>> BEGIN Records to use
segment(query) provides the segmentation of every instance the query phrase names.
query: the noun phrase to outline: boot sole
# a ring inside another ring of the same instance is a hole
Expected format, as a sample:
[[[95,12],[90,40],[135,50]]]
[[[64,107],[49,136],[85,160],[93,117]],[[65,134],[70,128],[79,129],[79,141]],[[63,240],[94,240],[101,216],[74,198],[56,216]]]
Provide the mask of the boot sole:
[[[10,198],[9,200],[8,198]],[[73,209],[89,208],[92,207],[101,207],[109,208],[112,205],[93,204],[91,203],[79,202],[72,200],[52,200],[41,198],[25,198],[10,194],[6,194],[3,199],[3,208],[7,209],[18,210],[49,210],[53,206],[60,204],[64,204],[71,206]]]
>> END Records to use
Exercise objective - Rewrite the data above with "boot sole" changed to "shoe sole" wherever it occurs, keeping every other character the same.

Solution to this task -
segment(query) provides the segmentation of every instance the query phrase names.
query: the noun phrase to outline: shoe sole
# a ring inside another ring of the same instance is a hole
Expected format, as a sample:
[[[95,12],[90,40],[135,50]]]
[[[64,107],[49,136],[85,160],[93,117]],[[65,134],[70,128],[79,129],[79,141]],[[63,240],[94,240],[101,216],[74,198],[56,216]]]
Provide the mask of the shoe sole:
[[[10,198],[9,200],[8,198]],[[73,209],[89,208],[92,207],[101,207],[109,208],[112,205],[93,204],[91,203],[79,202],[72,200],[52,200],[41,198],[25,198],[10,194],[6,194],[3,199],[3,208],[7,209],[18,210],[49,210],[53,206],[60,204],[64,204],[71,206]]]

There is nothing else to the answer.